■ Selected text ■
-- Opening Marker --

New York: A New York judge has knocked down President Donald Trump’s bid to delay a lawsuit from a woman. The woman has accused Donald Trump of rape. In his ruling released Thursday that judge said that the presidency doesn’t shield Donald Trump him from the case.
Manhattan judge Verna Saunders referred to a recent US Supreme Court ruling. It said that the president isn’t immune from a New York prosecutor’s criminal investigation. Saunders said the same principle applies to E Jean Carroll’s defamation suit. Trump’s lawyers have argued in the case that the Constitution bars presidents from being dragged into lawsuits in state courts. “No, it does not,” Saunders wrote in her ruling.
The decision allows Carroll – who’s seeking Trump’s DNA as potential evidence – to keep pursuing her suit. She says he slurred her in denying her claim that he raped her in the 1990s.
“We are now eager to move forward with discovery. We can prove that Donald Trump defamed E Jean Carroll when he lied about her. This is in connection with her brave decision to tell the truth about the fact that Donald Trump had sexually assaulted her,” said her lawyer, Roberta Kaplan.
Email and phone messages were sent to Trump’s lawyers about the ruling. However, they went unanswered.
Carroll, was a longtime ‘Elle’ magazine advice columnist until December. She went public last year with an allegation that Trump raped her in a Manhattan luxury department store dressing room. The alleged rape took place in the mid-1990s. She said it happened after they ran into each other and bantered about trying on a bodysuit.
Trump said Carroll was ‘totally lying’ to sell a memoir. He said he had never met her. However, a 1987 photo showed them and their then-spouses at a social event. He said it just captured a moment when he was standing in a line.
Carroll is trying to get a DNA sample from Trump to see whether it matches as-yet-unidentified male genetic material found on a dress. She has said that she was wearing the dress during the alleged attack and didn’t don again until a photo shoot last year.
Trump’s lawyers have argued the suit shouldn’t proceed at least until New York’s highest court decides whether an incumbent president is shielded from all state-court suits unrelated to his official duties.
Previous US Supreme Court decisions have said incumbent presidents can’t be sued anywhere over official actions. The high court however, hasn’t specifically addressed whether suits over a president’s private conduct can unfold in state courts.
Carroll’s lawyers, however, have argued the justices essentially settled the question when they ruled last month on Manhattan District Attorney Cyrus R Vance Jr’s ability to subpoena Trump’s tax records for a state grand jury investigation. “We cannot conclude that absolute immunity is necessary or appropriate,” the Supreme Court had said.

-- Closing Marker --

(Stored dataset items)
-- Opening Marker --

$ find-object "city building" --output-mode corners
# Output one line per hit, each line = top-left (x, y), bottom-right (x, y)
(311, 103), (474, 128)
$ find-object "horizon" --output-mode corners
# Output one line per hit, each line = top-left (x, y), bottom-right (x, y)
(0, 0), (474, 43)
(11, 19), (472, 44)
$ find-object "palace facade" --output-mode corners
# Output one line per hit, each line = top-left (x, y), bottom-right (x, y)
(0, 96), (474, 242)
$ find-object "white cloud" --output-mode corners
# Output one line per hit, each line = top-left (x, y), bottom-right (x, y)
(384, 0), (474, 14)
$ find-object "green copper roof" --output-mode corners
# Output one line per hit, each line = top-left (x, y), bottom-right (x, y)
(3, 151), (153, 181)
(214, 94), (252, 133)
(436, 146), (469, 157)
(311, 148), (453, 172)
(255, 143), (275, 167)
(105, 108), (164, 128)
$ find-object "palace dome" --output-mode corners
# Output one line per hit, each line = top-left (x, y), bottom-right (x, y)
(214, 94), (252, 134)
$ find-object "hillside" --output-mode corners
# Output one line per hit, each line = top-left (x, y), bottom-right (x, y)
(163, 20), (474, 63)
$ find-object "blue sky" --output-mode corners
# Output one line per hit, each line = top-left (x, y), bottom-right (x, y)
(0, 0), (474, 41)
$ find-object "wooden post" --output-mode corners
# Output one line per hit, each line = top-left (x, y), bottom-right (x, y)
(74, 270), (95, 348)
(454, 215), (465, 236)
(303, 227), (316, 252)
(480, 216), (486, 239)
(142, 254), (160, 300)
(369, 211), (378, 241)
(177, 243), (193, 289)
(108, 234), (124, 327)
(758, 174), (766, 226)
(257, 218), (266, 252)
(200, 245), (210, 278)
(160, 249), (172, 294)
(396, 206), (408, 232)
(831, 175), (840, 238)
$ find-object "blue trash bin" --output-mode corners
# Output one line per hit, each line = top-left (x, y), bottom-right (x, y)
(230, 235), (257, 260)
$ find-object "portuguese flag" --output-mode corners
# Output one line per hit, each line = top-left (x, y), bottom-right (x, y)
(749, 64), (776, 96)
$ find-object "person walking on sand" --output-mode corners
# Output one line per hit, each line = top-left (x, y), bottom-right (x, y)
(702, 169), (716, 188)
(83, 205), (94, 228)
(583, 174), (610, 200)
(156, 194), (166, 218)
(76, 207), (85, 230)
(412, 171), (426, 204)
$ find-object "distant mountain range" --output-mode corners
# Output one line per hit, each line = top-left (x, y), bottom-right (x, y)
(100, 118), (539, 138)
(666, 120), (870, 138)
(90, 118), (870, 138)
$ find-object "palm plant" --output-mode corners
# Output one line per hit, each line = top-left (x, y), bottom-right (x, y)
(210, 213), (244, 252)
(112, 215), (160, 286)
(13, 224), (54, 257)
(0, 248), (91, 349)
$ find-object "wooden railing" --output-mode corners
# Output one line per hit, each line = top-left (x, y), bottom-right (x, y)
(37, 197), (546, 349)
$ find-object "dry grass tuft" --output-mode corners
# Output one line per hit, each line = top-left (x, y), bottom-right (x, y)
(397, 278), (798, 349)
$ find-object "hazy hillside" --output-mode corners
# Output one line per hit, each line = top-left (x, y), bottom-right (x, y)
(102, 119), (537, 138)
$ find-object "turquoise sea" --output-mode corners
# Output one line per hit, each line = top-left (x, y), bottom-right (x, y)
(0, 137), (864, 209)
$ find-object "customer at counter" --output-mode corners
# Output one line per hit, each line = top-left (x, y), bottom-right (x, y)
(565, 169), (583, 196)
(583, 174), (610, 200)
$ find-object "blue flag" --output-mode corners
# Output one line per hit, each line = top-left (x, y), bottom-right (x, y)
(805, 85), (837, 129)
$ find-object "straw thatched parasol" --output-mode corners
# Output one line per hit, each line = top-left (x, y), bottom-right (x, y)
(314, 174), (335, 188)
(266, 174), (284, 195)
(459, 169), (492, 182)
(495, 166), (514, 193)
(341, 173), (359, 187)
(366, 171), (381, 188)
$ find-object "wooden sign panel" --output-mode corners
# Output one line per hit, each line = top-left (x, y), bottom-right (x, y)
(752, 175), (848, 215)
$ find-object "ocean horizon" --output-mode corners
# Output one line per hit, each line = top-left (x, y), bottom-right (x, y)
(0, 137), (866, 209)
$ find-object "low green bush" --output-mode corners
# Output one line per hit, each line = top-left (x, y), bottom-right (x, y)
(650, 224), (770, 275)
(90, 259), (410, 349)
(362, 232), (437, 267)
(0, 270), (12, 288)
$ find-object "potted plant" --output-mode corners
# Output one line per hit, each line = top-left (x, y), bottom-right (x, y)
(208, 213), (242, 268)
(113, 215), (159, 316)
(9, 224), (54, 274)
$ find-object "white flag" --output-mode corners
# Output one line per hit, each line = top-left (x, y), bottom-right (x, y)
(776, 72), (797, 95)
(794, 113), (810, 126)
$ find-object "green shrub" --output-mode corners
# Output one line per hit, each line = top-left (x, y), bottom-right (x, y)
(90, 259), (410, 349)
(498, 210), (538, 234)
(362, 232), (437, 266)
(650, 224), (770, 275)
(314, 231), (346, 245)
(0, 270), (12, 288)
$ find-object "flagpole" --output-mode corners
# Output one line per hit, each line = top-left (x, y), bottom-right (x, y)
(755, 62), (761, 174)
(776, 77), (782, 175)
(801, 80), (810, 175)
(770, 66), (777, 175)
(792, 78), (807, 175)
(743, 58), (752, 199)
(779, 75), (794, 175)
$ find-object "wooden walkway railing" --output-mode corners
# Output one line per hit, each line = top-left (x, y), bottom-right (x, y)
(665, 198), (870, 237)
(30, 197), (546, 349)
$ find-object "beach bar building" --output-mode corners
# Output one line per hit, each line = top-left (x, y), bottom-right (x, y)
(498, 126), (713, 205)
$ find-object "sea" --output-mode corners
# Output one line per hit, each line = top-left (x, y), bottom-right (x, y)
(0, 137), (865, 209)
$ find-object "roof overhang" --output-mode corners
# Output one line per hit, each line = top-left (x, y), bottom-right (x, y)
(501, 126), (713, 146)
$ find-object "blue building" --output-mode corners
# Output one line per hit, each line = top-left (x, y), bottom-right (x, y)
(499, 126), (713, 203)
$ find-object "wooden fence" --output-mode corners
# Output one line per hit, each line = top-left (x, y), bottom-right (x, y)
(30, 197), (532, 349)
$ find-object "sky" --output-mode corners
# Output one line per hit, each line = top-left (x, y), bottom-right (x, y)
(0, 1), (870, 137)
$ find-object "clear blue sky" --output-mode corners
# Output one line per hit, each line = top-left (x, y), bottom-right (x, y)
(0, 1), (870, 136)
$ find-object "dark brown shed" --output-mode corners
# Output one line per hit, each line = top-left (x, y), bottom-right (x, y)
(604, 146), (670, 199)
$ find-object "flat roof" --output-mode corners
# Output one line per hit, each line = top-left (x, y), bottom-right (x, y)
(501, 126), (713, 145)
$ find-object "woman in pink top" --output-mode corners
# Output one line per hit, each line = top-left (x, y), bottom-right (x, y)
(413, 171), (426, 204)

-- Closing Marker --

■ Problems to solve ■
1. From the article on the Carroll lawsuit, reproduce everything from "New York: A" down to "from the case.".
2. Condense the paragraph of the Carroll lawsuit article that begins "Trump said Carroll was" into a short bulleted list that keeps its main facts.

■ Numbered responses ■
1.
New York: A New York judge has knocked down President Donald Trump’s bid to delay a lawsuit from a woman. The woman has accused Donald Trump of rape. In his ruling released Thursday that judge said that the presidency doesn’t shield Donald Trump him from the case.

2.
- Trump said Carroll was "totally lying" to sell a memoir and that he had never met her.
- A 1987 photo showed the two of them and their then-spouses at a social event.
- Trump said the photo only captured a moment when he was standing in a line.